[Raw data]

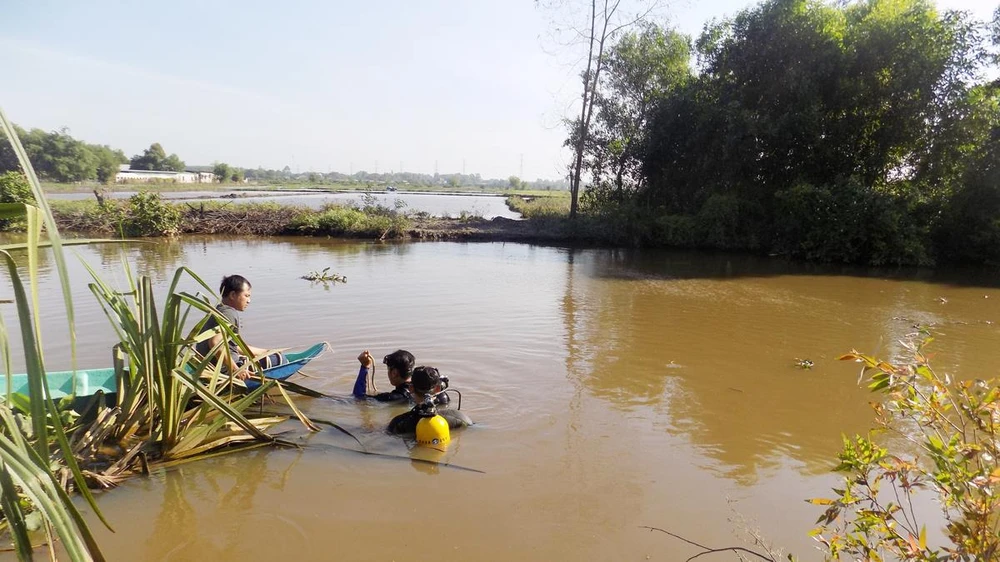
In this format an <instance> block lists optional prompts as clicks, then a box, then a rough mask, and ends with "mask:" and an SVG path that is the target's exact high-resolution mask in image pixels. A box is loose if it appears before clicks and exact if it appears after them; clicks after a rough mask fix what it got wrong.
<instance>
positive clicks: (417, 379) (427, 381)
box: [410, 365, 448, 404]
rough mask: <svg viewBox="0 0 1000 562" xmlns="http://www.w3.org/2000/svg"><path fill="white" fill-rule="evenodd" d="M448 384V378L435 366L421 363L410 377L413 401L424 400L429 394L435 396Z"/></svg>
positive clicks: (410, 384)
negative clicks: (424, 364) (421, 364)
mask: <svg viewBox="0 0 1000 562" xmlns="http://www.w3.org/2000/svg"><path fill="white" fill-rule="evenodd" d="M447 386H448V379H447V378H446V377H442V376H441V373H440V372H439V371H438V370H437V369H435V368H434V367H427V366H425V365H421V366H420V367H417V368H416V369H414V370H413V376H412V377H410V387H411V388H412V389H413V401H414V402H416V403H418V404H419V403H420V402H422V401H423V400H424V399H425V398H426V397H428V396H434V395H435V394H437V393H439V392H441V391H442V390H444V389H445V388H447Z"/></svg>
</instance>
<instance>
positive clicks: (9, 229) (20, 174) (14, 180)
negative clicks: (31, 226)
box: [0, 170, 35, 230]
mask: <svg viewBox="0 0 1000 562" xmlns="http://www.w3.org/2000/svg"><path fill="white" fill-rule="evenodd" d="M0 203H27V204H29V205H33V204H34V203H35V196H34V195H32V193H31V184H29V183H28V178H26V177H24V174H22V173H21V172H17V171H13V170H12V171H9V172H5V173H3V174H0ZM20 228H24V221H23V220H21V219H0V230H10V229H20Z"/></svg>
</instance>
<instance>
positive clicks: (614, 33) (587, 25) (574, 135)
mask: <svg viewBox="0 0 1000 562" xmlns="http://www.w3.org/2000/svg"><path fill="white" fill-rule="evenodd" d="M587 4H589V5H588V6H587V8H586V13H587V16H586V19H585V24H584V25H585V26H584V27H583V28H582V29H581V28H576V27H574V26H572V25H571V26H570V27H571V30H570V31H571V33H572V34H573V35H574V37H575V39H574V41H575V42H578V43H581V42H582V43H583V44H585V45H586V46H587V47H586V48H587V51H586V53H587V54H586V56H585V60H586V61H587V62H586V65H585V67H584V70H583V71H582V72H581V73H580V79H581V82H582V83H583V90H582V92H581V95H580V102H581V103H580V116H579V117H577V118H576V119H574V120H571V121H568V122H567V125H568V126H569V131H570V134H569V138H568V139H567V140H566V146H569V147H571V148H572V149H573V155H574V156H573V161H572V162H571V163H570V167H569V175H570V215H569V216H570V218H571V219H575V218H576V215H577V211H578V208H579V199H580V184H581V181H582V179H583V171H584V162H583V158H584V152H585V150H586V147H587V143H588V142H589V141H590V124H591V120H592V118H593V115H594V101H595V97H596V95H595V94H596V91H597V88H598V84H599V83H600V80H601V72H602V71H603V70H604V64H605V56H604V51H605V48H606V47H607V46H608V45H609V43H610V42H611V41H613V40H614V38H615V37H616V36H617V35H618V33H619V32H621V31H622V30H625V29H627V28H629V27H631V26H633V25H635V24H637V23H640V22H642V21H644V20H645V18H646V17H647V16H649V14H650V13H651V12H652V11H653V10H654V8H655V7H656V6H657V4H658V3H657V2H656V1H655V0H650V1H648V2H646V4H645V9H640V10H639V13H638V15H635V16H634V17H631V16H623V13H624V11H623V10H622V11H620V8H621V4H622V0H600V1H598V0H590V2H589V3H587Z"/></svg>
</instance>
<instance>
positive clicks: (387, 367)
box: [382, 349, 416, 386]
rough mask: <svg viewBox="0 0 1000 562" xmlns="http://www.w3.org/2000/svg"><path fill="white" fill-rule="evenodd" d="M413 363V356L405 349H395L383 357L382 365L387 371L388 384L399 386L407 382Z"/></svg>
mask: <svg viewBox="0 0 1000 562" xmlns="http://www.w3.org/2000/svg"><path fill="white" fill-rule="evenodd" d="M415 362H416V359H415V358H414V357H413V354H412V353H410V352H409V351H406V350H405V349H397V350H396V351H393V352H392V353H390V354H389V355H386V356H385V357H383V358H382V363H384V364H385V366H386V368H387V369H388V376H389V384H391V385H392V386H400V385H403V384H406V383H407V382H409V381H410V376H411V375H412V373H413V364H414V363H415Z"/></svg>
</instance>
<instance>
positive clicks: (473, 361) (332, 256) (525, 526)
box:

[/Raw data]

Apart from the pictures, return every entry above exactly as given.

In this format an <instance> block lists optional prompts as clicks, then a box, then a rough mask, and ends with "mask:" and an SVG path that is the target's exact high-resolution mask in image pixels. A box is loose if it appears before clicks and exact if it appears after them; clicks after a rough mask fix what it got wrong.
<instance>
positive clicks: (417, 379) (427, 381)
box: [410, 365, 448, 404]
rough mask: <svg viewBox="0 0 1000 562" xmlns="http://www.w3.org/2000/svg"><path fill="white" fill-rule="evenodd" d="M448 384V378L435 366L421 363L410 377L413 401L424 400L429 394L435 396Z"/></svg>
positive clicks: (410, 384)
negative clicks: (424, 364) (421, 364)
mask: <svg viewBox="0 0 1000 562" xmlns="http://www.w3.org/2000/svg"><path fill="white" fill-rule="evenodd" d="M447 386H448V379H447V378H446V377H442V376H441V373H440V372H439V371H438V370H437V369H435V368H434V367H427V366H425V365H421V366H420V367H417V368H416V369H414V370H413V376H412V377H410V387H411V388H412V389H413V401H414V402H416V403H418V404H419V403H420V402H422V401H423V400H424V399H425V398H426V397H428V396H434V395H435V394H437V393H439V392H441V391H442V390H444V389H445V388H447Z"/></svg>
</instance>
<instance>
positive clicks: (9, 229) (20, 174) (14, 180)
negative clicks: (31, 226)
box: [0, 170, 35, 230]
mask: <svg viewBox="0 0 1000 562" xmlns="http://www.w3.org/2000/svg"><path fill="white" fill-rule="evenodd" d="M0 203H27V204H29V205H33V204H34V203H35V196H34V195H32V193H31V184H29V183H28V178H26V177H24V174H22V173H21V172H17V171H13V170H12V171H9V172H5V173H3V174H0ZM20 228H24V221H23V220H21V219H0V230H10V229H20Z"/></svg>
</instance>
<instance>
positive clicks: (614, 33) (587, 25) (574, 135)
mask: <svg viewBox="0 0 1000 562" xmlns="http://www.w3.org/2000/svg"><path fill="white" fill-rule="evenodd" d="M587 4H589V5H588V6H587V8H586V13H587V16H586V19H585V24H584V25H585V26H584V27H583V28H582V29H581V28H576V27H574V26H572V25H571V26H570V27H571V30H570V31H571V33H572V34H573V35H574V37H575V39H574V41H575V42H578V43H581V42H582V43H583V44H585V45H586V46H587V47H586V48H587V51H586V53H587V54H586V56H585V60H586V61H587V62H586V65H585V67H584V70H583V71H582V72H581V73H580V79H581V82H582V83H583V90H582V92H581V95H580V102H581V103H580V116H579V117H577V118H576V119H574V120H571V121H568V122H567V125H568V126H569V131H570V134H569V138H568V139H567V140H566V146H569V147H571V148H572V149H573V155H574V156H573V161H572V162H571V163H570V167H569V175H570V215H569V216H570V218H571V219H575V218H576V215H577V211H578V208H579V199H580V184H581V181H582V179H583V171H584V162H583V158H584V152H585V150H586V147H587V143H588V142H589V141H590V124H591V120H592V118H593V115H594V101H595V97H596V95H595V94H596V91H597V88H598V84H599V83H600V80H601V72H602V71H603V70H604V64H605V56H604V51H605V48H606V47H607V46H608V45H609V43H610V42H611V41H613V40H614V38H615V37H616V36H617V35H618V33H619V32H621V31H622V30H625V29H627V28H629V27H631V26H633V25H635V24H637V23H640V22H642V21H644V20H645V18H646V17H647V16H649V14H650V13H651V12H652V11H653V10H654V8H655V7H656V6H657V4H658V3H657V2H656V1H655V0H650V1H648V2H646V4H645V9H640V10H639V13H638V15H635V16H634V17H631V16H623V13H624V11H623V10H622V11H620V8H621V4H622V0H600V1H598V0H590V2H589V3H587Z"/></svg>
</instance>
<instance>
positive clicks: (387, 367)
box: [382, 349, 416, 386]
rough mask: <svg viewBox="0 0 1000 562" xmlns="http://www.w3.org/2000/svg"><path fill="white" fill-rule="evenodd" d="M413 363V356L405 349H395L383 357L382 365L387 371L388 384L399 386L407 382Z"/></svg>
mask: <svg viewBox="0 0 1000 562" xmlns="http://www.w3.org/2000/svg"><path fill="white" fill-rule="evenodd" d="M415 362H416V359H415V358H414V357H413V354H412V353H410V352H409V351H406V350H405V349H397V350H396V351H393V352H392V353H390V354H389V355H386V356H385V357H383V358H382V363H384V364H385V366H386V368H387V369H388V376H389V384H391V385H392V386H400V385H403V384H406V383H407V382H409V381H410V376H411V375H412V373H413V364H414V363H415Z"/></svg>
</instance>
<instance>
positive clicks: (473, 361) (332, 256) (525, 526)
box:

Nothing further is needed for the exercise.